SHORT EXERCISE:
Can you reproduce, word for word, the passage of the "Magic" episode review that starts at "The scene plays" and ends after "exposing their charade."?

“Magic”

8 February 1997
[ Danger! ] Written by Rupert Holmes.
Directed by Richard Shepard.
MAIN

One wonders how Rupert will end this season after the incredible "World of Tomorrow" finish of the first season. He appeared to kill off 2 characters at the end of that one. With 1 wounded and one killed, if he moves to kill anyone this episode they've only got a 50% chance of making it. The title "Magic" promises much, but does it deliver?

The show opens with a radio broadcast, as usual, where the Mayor-elect Humphries is confirming the placement of a blindfold on Hilary for their magic act, "Yes, you've really pulled the wool over her eyes." Portentous?

Jeff and Hilary are performing a mind-reading act (part of Magic Time) with Humphries, the "Reverend Montague Chanin" of the archdiocese of greater Pittsburgh ("I'm willing to swear *cough* there's no way she can see anything") and Mr. Kurt Holstrom of Holstrom Industries ("Your wife, Hilary Booth, can't see the forest for the trees. Or the trees themselves for that matter. I'd say she's completely in the dark").

Holstrom supplies an object, a metal Amazon Andy decoder shield, for Jeff to concentrate on while Hilary retrieves the information through telepathy. She successfully accomplishes this after which Jeff obtains another object from Mackie.

After also identifying Mackie's gum, Hilary seems to spontaneously sense "Someone here at this station tonight will pass through the doorway between life and death." Hilary disavows premeditation of the phrase, "I don't know what that was." Then she adds mischievously, "Maybe it was a real telepathic impression."

Betty is fascinated by their mind reading act. Jeff volunteers that Hilary "doesn't possess any special gifts."

Hilary fires back, "Yes, Jeffrey's a terrible shopper." But it's the friendliest of barbs punctuated by a girlish giggle.

Betty comes up with a flimsy rationale for being let in on their technique (that she needs to know since she writes the show...okay, not that flimsy, but it's obvious her curiosity is as strong as the curiosity Kurt Holstrom has about the magic act that he just indicated to Scott in the hallway). "Tell me what you can and can't do and how you do it."

"You know," Hilary replies, "I said those exact words to Jeffrey our first night in Mexico."

Jeff snickers as he moves the blindfold he had loosened on Hilary down to her mouth as if to gag her. Hilary very playfully snickers back, "Very funny."

The scene plays with adult themes as Remember WENN usually manages to successfully play them: as innuendo perfectly received by the adults but completely over the head of innocents. It hints at the private activity of their honeymoon with an even subtler wink at fun with scarves.

But the real beauty of the scene is finally seeing Jeff and Hilary so happy and relaxed with each other. When we met them at the beginning of season 1, Jeff appeared adulterous with Hilary trying to preserve some sanctity of their marriage by warding off further conquests. Then later we learned that Jeff wasn't adulterous at all since the marriage was a sham kept alive for the purpose of not alienating their fans. Hence, it would seem Hilary's actions were due to a desire to prevent Jeff from exposing their charade.

DATA RECORDS:

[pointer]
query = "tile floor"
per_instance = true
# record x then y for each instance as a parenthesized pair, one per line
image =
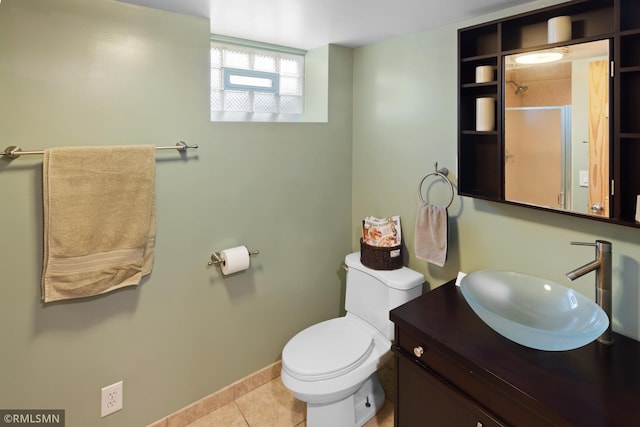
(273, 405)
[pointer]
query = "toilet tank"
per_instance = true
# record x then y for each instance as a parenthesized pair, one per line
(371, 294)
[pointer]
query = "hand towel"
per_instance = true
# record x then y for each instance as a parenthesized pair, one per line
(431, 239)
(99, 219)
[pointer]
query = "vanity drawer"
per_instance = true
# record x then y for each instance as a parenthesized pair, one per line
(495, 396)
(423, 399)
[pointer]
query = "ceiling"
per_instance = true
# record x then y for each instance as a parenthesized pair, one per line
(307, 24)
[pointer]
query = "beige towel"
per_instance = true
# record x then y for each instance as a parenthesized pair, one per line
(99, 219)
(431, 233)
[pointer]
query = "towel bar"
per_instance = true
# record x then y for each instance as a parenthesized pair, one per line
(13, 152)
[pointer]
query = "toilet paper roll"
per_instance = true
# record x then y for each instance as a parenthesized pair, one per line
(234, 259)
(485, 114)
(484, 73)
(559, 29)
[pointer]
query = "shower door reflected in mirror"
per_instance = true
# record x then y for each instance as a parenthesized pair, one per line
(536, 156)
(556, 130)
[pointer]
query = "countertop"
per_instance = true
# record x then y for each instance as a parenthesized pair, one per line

COMPLETE OUTPUT:
The scene plays with adult themes as Remember WENN usually manages to successfully play them: as innuendo perfectly received by the adults but completely over the head of innocents. It hints at the private activity of their honeymoon with an even subtler wink at fun with scarves.

But the real beauty of the scene is finally seeing Jeff and Hilary so happy and relaxed with each other. When we met them at the beginning of season 1, Jeff appeared adulterous with Hilary trying to preserve some sanctity of their marriage by warding off further conquests. Then later we learned that Jeff wasn't adulterous at all since the marriage was a sham kept alive for the purpose of not alienating their fans. Hence, it would seem Hilary's actions were due to a desire to prevent Jeff from exposing their charade.